EXERCISE GOAL:
Every line below that has "leash" in it should be copied.

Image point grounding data
□ □ □
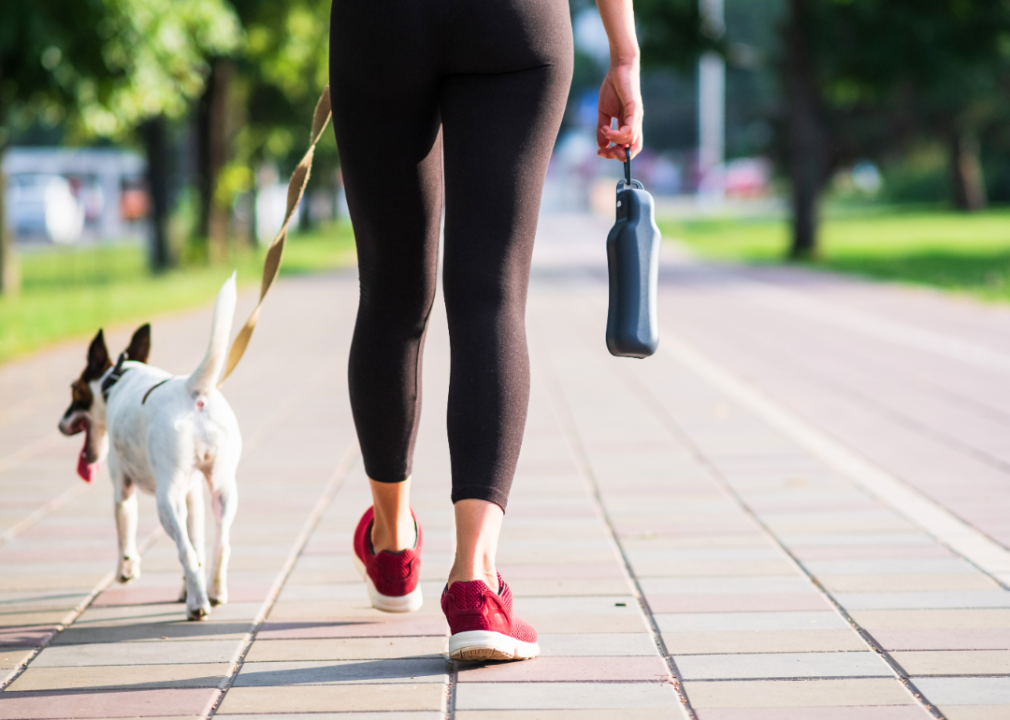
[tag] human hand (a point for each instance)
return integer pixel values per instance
(620, 97)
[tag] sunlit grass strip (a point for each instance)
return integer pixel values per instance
(71, 293)
(968, 253)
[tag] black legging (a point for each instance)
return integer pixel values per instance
(485, 83)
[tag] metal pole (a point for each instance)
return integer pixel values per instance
(712, 107)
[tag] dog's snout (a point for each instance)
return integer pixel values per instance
(71, 425)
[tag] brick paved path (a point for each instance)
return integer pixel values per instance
(797, 509)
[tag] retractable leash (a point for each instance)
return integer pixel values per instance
(275, 253)
(633, 262)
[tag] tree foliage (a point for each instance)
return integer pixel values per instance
(105, 66)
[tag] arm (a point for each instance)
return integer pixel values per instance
(620, 95)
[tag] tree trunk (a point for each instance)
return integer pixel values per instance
(807, 141)
(966, 172)
(10, 281)
(213, 148)
(155, 132)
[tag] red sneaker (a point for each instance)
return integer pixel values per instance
(483, 625)
(392, 578)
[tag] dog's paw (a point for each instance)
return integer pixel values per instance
(218, 596)
(197, 614)
(129, 570)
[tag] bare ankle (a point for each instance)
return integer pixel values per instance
(394, 537)
(488, 576)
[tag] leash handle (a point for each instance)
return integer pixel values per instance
(272, 265)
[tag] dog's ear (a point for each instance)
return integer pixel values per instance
(98, 357)
(139, 344)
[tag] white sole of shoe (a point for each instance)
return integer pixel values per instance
(389, 603)
(488, 645)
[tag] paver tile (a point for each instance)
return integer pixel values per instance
(325, 698)
(587, 623)
(565, 696)
(323, 609)
(117, 653)
(402, 715)
(894, 712)
(975, 712)
(932, 619)
(354, 627)
(567, 670)
(596, 644)
(945, 639)
(14, 656)
(717, 586)
(735, 622)
(951, 566)
(688, 643)
(425, 670)
(346, 648)
(138, 632)
(924, 601)
(120, 677)
(966, 691)
(608, 714)
(797, 693)
(737, 603)
(785, 664)
(906, 583)
(527, 588)
(954, 662)
(107, 704)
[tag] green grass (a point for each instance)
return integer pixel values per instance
(966, 253)
(69, 293)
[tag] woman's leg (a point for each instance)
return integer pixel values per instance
(384, 87)
(498, 131)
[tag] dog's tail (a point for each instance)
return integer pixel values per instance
(204, 378)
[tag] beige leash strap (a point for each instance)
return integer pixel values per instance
(272, 266)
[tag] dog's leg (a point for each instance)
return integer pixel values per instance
(173, 513)
(224, 503)
(195, 520)
(196, 527)
(124, 496)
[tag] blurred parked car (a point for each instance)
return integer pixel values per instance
(44, 206)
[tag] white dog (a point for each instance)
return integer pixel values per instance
(167, 433)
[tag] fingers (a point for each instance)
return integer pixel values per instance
(620, 138)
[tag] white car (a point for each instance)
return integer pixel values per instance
(43, 205)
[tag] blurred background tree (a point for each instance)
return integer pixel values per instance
(872, 78)
(256, 105)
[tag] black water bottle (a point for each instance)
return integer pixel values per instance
(633, 261)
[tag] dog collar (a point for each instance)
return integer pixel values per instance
(113, 377)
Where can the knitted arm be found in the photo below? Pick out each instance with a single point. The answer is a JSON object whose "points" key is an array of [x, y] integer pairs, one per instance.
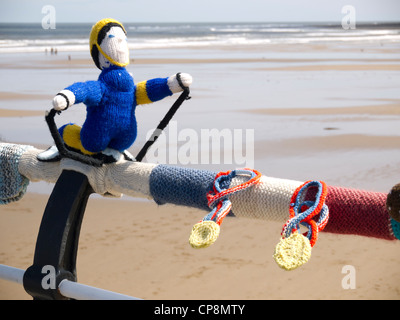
{"points": [[90, 92], [152, 90], [159, 88]]}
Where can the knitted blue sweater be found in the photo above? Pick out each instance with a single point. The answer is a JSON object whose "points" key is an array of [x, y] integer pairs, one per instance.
{"points": [[111, 102]]}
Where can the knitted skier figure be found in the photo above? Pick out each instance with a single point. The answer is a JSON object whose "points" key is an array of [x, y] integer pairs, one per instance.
{"points": [[110, 127]]}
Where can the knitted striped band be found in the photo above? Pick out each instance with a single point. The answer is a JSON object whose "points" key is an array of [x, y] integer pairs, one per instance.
{"points": [[302, 212], [207, 230]]}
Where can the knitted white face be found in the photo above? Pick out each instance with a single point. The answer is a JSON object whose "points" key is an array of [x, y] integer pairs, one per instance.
{"points": [[115, 45]]}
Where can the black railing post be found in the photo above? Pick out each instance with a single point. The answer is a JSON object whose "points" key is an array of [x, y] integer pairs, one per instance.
{"points": [[58, 238]]}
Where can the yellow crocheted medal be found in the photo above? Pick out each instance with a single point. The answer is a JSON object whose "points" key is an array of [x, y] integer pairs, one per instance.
{"points": [[292, 252], [204, 234]]}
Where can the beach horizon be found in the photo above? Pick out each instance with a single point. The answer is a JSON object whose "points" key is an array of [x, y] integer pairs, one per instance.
{"points": [[323, 109]]}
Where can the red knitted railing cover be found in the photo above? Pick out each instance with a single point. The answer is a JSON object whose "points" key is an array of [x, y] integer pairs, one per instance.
{"points": [[358, 212]]}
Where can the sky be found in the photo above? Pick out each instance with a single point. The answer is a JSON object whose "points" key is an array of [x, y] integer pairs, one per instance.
{"points": [[200, 10]]}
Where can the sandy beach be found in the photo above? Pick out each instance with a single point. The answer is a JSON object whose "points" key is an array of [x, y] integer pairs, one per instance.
{"points": [[315, 115], [141, 249]]}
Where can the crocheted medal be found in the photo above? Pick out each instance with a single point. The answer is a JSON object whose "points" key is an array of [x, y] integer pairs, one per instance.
{"points": [[294, 249], [206, 232]]}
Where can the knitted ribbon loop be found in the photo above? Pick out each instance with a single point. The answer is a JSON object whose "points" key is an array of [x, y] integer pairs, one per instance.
{"points": [[294, 249], [206, 232]]}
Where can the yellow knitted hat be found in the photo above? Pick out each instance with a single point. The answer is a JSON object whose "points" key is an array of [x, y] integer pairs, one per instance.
{"points": [[94, 41]]}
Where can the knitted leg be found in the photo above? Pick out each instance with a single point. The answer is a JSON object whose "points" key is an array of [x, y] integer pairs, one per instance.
{"points": [[71, 136]]}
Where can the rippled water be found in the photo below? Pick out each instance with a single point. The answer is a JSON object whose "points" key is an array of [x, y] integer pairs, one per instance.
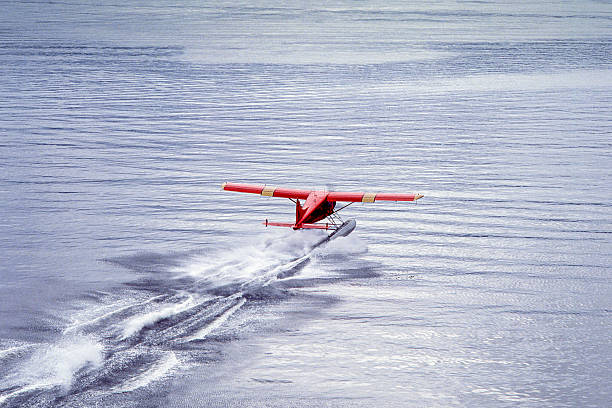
{"points": [[129, 279]]}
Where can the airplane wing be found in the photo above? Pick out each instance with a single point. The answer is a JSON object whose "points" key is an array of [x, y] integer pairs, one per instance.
{"points": [[371, 197], [266, 190], [303, 194]]}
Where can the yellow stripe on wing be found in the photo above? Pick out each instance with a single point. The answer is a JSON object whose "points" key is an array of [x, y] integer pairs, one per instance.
{"points": [[368, 198], [268, 191]]}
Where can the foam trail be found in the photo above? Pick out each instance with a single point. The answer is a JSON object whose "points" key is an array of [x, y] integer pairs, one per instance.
{"points": [[155, 373], [202, 333], [26, 389], [14, 350], [75, 326], [55, 365], [135, 324]]}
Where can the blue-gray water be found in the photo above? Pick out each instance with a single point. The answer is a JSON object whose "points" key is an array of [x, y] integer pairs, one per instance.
{"points": [[127, 278]]}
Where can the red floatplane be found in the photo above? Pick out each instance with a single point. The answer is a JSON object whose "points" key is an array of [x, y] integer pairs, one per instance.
{"points": [[318, 204]]}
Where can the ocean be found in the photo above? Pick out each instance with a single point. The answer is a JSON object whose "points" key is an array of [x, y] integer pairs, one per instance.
{"points": [[128, 278]]}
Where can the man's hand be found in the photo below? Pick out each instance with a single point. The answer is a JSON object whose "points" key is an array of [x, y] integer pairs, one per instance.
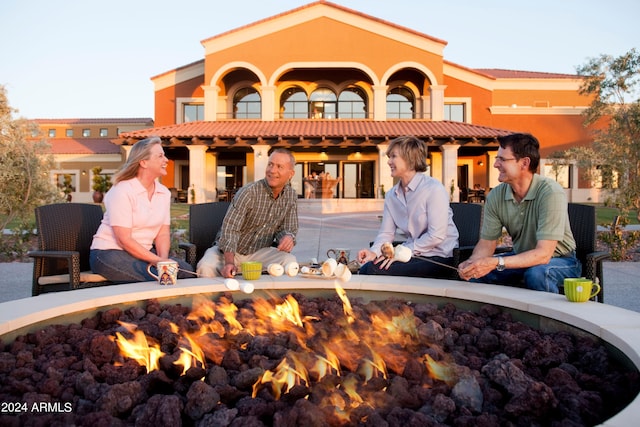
{"points": [[228, 270], [286, 243], [474, 269]]}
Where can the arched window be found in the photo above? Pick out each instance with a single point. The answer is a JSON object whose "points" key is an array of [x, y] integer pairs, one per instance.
{"points": [[246, 104], [352, 104], [294, 104], [323, 104], [400, 103]]}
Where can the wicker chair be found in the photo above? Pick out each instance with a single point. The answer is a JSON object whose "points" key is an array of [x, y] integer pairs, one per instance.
{"points": [[205, 220], [583, 225], [582, 219], [468, 219], [65, 232]]}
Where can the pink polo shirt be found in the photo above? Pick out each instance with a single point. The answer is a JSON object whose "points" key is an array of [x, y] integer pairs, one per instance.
{"points": [[128, 206]]}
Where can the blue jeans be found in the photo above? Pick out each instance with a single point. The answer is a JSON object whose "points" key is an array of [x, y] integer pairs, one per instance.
{"points": [[416, 267], [543, 277], [120, 267]]}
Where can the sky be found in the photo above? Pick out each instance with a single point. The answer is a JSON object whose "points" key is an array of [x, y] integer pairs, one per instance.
{"points": [[95, 59]]}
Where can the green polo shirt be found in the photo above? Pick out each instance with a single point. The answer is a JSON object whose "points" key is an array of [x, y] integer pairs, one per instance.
{"points": [[541, 215]]}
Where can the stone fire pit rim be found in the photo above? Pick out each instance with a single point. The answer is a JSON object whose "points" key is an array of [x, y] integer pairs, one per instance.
{"points": [[616, 326]]}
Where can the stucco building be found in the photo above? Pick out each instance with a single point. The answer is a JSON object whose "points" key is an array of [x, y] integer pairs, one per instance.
{"points": [[334, 86]]}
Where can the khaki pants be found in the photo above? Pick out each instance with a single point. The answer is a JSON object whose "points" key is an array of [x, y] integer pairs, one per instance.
{"points": [[212, 261]]}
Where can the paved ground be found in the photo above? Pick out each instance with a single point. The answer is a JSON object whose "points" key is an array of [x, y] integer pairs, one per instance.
{"points": [[353, 231]]}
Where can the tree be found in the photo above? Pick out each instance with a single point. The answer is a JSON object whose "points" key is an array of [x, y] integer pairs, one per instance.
{"points": [[24, 167], [615, 111]]}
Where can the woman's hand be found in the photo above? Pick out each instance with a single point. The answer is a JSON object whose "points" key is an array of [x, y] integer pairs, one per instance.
{"points": [[365, 255]]}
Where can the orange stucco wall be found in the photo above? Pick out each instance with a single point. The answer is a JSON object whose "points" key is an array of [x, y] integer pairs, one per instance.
{"points": [[531, 98], [165, 105], [340, 42]]}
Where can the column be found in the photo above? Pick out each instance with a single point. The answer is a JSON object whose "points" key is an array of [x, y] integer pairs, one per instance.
{"points": [[384, 176], [268, 103], [127, 151], [437, 102], [210, 103], [493, 172], [197, 173], [261, 158], [380, 103], [450, 170]]}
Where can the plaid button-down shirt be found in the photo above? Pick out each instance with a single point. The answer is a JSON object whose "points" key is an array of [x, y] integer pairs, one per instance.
{"points": [[256, 219]]}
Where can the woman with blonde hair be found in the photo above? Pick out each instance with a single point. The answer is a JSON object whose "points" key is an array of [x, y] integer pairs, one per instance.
{"points": [[135, 230], [418, 206]]}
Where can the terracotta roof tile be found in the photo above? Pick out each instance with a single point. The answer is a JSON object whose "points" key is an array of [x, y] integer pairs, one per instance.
{"points": [[83, 146], [318, 128], [518, 74]]}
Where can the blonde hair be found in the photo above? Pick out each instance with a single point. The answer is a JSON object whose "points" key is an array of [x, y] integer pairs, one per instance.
{"points": [[141, 151], [412, 150]]}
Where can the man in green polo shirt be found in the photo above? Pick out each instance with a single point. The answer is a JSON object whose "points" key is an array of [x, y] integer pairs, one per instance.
{"points": [[533, 210]]}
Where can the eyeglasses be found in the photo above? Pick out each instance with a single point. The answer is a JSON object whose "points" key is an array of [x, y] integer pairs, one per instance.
{"points": [[502, 159]]}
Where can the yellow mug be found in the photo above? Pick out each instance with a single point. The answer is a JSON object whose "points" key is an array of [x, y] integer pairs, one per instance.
{"points": [[580, 289], [251, 270]]}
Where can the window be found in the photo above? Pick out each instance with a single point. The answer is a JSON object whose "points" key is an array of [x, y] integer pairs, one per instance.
{"points": [[559, 171], [294, 104], [352, 104], [454, 112], [604, 177], [246, 104], [400, 103], [192, 112], [323, 104]]}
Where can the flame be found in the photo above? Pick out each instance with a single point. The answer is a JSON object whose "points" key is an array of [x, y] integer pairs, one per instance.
{"points": [[353, 349], [285, 377], [138, 347], [346, 304], [326, 364], [372, 366], [191, 354]]}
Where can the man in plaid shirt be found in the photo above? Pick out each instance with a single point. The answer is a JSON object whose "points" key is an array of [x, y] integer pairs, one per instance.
{"points": [[261, 223]]}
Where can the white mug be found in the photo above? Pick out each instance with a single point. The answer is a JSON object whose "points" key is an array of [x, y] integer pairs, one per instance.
{"points": [[329, 266], [167, 272]]}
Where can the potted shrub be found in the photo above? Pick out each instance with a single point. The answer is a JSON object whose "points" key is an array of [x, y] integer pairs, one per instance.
{"points": [[66, 187], [101, 184]]}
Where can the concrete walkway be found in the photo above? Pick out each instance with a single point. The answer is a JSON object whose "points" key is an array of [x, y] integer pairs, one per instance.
{"points": [[353, 231]]}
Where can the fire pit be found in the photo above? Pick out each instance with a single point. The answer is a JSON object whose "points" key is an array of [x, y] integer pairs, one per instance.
{"points": [[364, 382]]}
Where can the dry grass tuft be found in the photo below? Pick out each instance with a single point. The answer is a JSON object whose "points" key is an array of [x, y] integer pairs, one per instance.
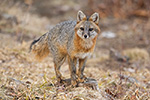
{"points": [[137, 54]]}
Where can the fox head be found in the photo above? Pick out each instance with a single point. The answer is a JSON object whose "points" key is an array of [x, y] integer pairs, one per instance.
{"points": [[87, 27]]}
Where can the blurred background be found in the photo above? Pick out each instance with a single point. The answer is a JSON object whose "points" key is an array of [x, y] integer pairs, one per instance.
{"points": [[122, 52]]}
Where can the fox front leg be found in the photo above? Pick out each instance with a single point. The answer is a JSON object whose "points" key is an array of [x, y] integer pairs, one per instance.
{"points": [[81, 77], [72, 68]]}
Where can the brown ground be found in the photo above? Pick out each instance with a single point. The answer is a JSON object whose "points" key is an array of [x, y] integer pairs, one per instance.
{"points": [[21, 77]]}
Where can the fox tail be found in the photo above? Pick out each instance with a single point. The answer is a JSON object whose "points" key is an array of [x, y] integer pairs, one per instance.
{"points": [[40, 48]]}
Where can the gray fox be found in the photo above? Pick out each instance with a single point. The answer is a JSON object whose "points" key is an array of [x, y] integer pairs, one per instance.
{"points": [[74, 40]]}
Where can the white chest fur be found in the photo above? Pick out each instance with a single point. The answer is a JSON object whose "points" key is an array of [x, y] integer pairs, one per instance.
{"points": [[83, 55]]}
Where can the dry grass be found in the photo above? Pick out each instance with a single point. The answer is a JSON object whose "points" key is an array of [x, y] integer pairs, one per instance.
{"points": [[137, 54]]}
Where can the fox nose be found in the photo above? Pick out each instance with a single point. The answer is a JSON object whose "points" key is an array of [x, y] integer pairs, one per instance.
{"points": [[85, 36]]}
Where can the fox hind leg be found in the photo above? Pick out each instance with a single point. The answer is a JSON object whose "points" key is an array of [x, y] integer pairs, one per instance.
{"points": [[72, 68], [58, 61], [81, 77]]}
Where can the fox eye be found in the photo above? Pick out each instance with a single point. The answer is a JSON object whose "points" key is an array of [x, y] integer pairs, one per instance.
{"points": [[81, 28], [90, 29]]}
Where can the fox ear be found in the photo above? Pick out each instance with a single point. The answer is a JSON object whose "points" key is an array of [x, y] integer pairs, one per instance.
{"points": [[95, 18], [80, 16]]}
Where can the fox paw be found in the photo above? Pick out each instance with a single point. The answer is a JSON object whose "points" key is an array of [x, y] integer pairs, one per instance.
{"points": [[83, 79], [74, 83]]}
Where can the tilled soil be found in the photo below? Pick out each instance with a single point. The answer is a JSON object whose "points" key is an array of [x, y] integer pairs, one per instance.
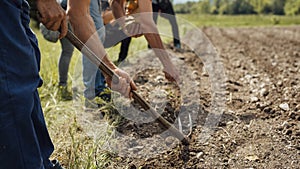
{"points": [[259, 126]]}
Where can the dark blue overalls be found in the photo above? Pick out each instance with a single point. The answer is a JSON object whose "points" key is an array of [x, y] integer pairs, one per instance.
{"points": [[24, 139]]}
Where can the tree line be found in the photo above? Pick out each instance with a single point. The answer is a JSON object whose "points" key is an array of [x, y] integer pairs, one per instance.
{"points": [[233, 7]]}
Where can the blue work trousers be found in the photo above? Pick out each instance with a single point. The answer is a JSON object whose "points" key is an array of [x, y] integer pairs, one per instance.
{"points": [[93, 79], [24, 139]]}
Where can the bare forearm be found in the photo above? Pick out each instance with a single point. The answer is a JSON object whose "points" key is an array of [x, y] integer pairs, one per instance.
{"points": [[118, 11]]}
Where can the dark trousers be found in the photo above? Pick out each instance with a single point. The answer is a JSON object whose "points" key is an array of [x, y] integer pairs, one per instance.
{"points": [[24, 140], [113, 35], [169, 14]]}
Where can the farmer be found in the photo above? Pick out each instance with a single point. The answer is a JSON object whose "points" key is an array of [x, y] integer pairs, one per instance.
{"points": [[165, 7], [24, 140], [136, 20], [113, 34]]}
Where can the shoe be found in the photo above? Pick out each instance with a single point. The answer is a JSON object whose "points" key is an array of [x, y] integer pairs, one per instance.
{"points": [[64, 93], [56, 165]]}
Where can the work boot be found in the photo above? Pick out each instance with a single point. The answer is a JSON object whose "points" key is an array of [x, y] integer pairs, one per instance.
{"points": [[64, 93]]}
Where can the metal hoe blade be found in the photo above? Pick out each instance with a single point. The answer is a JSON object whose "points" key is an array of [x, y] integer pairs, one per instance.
{"points": [[115, 78]]}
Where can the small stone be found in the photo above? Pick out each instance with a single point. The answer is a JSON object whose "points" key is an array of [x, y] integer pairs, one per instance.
{"points": [[170, 140], [292, 115], [264, 92], [254, 99], [252, 157], [284, 106]]}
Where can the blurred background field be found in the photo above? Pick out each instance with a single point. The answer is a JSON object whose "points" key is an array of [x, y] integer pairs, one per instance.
{"points": [[73, 147]]}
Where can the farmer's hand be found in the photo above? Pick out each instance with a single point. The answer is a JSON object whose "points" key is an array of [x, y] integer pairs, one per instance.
{"points": [[132, 28], [52, 16], [125, 84], [171, 73]]}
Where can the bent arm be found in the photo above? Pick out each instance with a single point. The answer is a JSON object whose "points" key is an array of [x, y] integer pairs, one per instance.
{"points": [[84, 28]]}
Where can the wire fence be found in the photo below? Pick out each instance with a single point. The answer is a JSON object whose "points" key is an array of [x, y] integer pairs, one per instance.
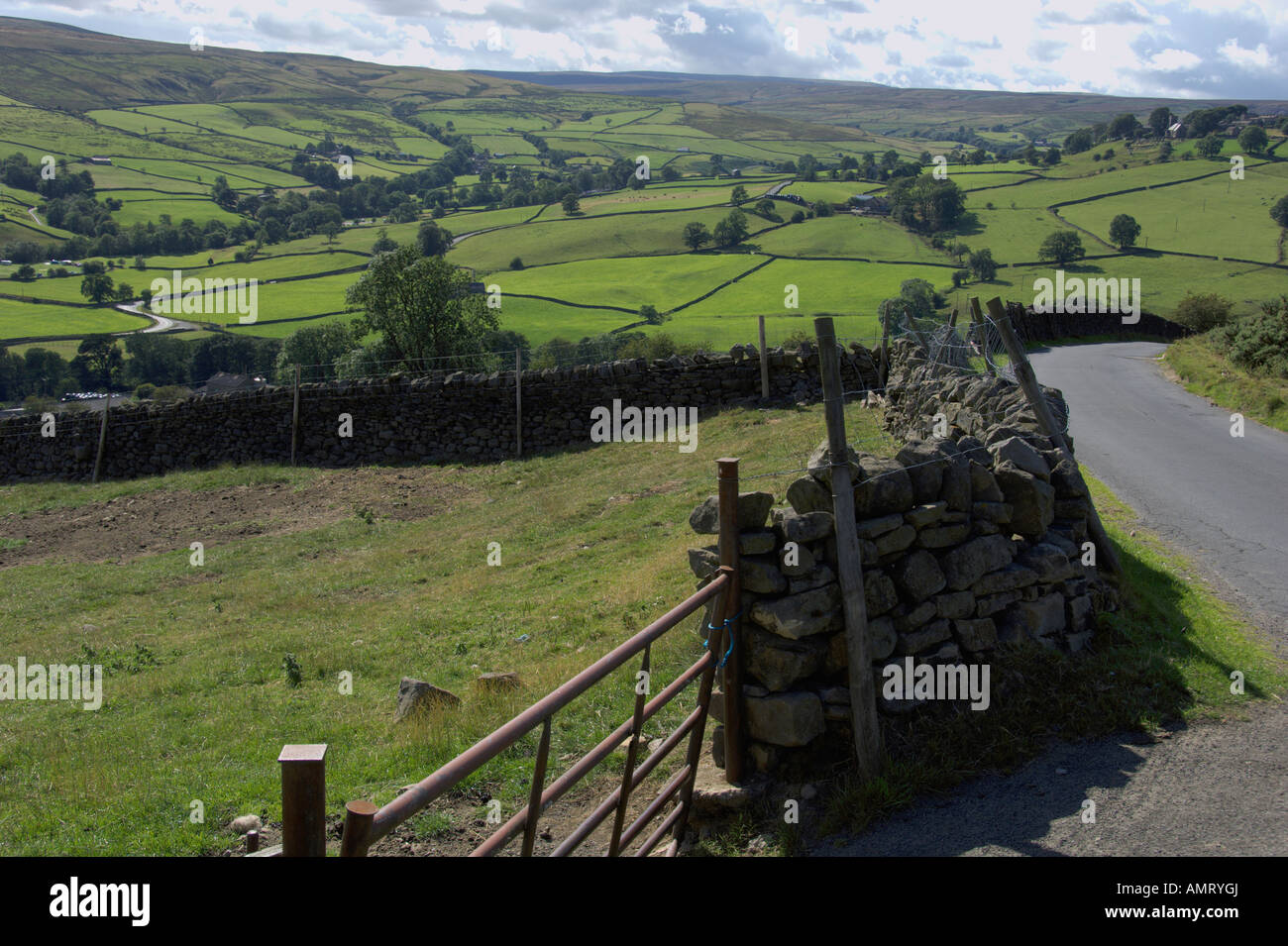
{"points": [[977, 354]]}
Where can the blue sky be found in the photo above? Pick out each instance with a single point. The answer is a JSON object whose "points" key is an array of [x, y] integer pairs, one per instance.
{"points": [[1215, 50]]}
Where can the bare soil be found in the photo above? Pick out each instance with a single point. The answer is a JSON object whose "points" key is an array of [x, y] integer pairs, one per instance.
{"points": [[161, 520]]}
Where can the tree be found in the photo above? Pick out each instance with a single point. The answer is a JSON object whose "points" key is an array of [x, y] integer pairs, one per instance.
{"points": [[98, 362], [982, 265], [223, 194], [1124, 231], [158, 360], [1061, 248], [649, 313], [1279, 211], [1205, 310], [1124, 126], [733, 229], [316, 347], [97, 287], [423, 306], [696, 235], [1159, 120], [1210, 147], [433, 240], [1253, 139], [1078, 142]]}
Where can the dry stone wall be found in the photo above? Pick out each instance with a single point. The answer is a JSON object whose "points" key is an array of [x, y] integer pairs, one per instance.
{"points": [[443, 417], [970, 542]]}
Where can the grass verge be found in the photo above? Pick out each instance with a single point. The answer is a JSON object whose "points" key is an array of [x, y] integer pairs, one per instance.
{"points": [[1205, 370], [1166, 657]]}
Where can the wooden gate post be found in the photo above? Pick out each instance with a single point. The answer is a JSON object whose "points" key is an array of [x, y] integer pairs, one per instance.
{"points": [[1033, 394], [295, 415], [730, 641], [977, 317], [863, 706], [764, 362], [303, 800], [102, 438], [518, 402]]}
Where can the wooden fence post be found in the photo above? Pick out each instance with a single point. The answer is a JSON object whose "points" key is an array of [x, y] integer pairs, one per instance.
{"points": [[863, 708], [885, 349], [982, 330], [1033, 392], [915, 332], [357, 826], [764, 362], [102, 438], [732, 639], [303, 800], [295, 415], [518, 402]]}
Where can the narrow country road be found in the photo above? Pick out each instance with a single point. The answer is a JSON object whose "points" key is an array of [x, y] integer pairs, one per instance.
{"points": [[1206, 789], [1220, 499]]}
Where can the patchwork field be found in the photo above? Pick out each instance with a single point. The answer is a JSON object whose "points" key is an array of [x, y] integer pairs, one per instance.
{"points": [[589, 271]]}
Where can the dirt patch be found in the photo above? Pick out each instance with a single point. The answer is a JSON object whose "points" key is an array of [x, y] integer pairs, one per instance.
{"points": [[132, 527]]}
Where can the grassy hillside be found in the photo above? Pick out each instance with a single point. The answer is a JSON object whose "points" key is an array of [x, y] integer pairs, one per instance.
{"points": [[382, 573]]}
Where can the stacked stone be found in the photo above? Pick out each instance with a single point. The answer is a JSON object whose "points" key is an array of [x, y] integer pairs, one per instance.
□ □ □
RESPONSE TO THIS EXERCISE:
[tag] retractable leash (a point for each instance)
[tag] leash handle (a point for each instance)
[tag] beige leash strap (a point for each instance)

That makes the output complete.